(Stored records)
######
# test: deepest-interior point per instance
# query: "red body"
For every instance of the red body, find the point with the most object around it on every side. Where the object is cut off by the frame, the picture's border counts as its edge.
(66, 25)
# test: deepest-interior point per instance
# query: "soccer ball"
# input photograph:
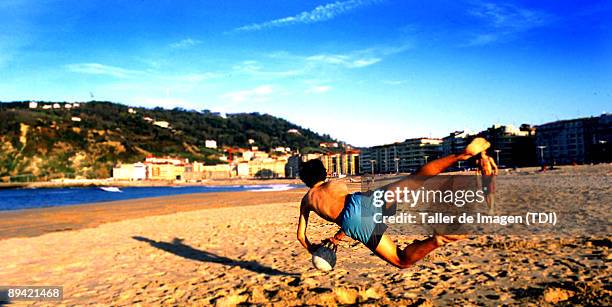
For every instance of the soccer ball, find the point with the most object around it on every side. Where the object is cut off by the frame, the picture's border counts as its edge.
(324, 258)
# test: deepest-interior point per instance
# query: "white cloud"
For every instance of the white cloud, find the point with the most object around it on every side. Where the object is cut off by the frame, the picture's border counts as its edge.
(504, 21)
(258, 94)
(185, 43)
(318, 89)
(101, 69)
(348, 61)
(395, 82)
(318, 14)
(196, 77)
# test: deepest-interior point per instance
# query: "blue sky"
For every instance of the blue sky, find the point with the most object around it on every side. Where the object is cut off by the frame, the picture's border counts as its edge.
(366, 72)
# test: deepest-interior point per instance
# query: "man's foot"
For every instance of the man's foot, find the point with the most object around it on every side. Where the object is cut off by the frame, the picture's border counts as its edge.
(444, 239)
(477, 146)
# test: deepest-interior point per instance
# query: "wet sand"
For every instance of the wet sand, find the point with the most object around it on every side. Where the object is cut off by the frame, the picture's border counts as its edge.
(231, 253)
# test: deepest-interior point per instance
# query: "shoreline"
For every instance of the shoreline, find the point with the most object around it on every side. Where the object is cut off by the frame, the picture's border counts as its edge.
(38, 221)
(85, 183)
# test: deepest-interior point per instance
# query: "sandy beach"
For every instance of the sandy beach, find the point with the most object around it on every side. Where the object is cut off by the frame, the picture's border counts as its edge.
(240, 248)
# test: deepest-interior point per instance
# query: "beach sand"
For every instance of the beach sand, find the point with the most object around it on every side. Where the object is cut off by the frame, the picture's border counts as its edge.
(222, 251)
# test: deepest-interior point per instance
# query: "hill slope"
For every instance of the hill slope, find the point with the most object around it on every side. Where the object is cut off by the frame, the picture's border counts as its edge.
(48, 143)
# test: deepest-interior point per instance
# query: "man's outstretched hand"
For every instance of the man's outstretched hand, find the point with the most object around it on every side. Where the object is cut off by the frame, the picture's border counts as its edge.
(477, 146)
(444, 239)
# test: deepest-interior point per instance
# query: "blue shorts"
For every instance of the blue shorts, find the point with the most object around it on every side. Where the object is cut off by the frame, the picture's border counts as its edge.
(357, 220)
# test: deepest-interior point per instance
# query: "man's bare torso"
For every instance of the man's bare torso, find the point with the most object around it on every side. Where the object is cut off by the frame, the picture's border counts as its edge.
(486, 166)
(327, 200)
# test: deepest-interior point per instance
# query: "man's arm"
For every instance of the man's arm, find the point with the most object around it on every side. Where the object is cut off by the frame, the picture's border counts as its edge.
######
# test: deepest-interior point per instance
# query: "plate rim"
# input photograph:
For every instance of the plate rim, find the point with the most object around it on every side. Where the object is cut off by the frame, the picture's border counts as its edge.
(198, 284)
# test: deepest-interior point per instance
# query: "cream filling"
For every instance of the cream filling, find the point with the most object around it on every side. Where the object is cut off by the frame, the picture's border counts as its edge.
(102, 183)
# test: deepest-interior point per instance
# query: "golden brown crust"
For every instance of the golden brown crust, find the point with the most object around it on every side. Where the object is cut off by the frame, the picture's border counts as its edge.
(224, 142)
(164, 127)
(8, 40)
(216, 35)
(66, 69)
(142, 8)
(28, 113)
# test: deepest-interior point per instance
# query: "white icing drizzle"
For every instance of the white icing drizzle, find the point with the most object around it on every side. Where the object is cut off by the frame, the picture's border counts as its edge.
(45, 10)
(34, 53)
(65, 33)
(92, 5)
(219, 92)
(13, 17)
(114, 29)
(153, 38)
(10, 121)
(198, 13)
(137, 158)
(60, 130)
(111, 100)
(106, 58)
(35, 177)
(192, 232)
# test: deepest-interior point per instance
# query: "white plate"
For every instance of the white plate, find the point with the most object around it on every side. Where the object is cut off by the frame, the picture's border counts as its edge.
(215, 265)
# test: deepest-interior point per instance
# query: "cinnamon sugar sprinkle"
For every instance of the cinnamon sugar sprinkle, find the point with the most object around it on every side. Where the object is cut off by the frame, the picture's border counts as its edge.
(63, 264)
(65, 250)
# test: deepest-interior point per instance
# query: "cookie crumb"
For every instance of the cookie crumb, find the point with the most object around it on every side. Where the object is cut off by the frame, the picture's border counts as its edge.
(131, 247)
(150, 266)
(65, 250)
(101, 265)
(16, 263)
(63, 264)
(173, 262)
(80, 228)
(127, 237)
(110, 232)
######
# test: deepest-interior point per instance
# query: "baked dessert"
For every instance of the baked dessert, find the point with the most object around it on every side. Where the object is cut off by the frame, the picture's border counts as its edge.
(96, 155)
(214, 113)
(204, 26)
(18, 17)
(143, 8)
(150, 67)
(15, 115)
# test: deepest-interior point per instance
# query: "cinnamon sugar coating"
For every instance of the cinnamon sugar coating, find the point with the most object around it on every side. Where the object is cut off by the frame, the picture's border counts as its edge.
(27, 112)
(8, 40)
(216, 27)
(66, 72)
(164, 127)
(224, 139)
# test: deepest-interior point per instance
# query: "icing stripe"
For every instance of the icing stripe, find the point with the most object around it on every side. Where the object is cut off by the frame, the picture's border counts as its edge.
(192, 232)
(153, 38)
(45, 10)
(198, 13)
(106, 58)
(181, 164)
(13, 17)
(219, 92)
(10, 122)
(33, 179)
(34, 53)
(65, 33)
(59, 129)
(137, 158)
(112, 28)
######
## Goal
From the listing above, pick out every line that contains the string "bare" and copy each one.

## Worked solution
# query: "man's bare torso"
For every instance of the man's bare torso, find the point with the most object around it on every side. Where the object is cut off by the frame, the picture's border counts as its edge.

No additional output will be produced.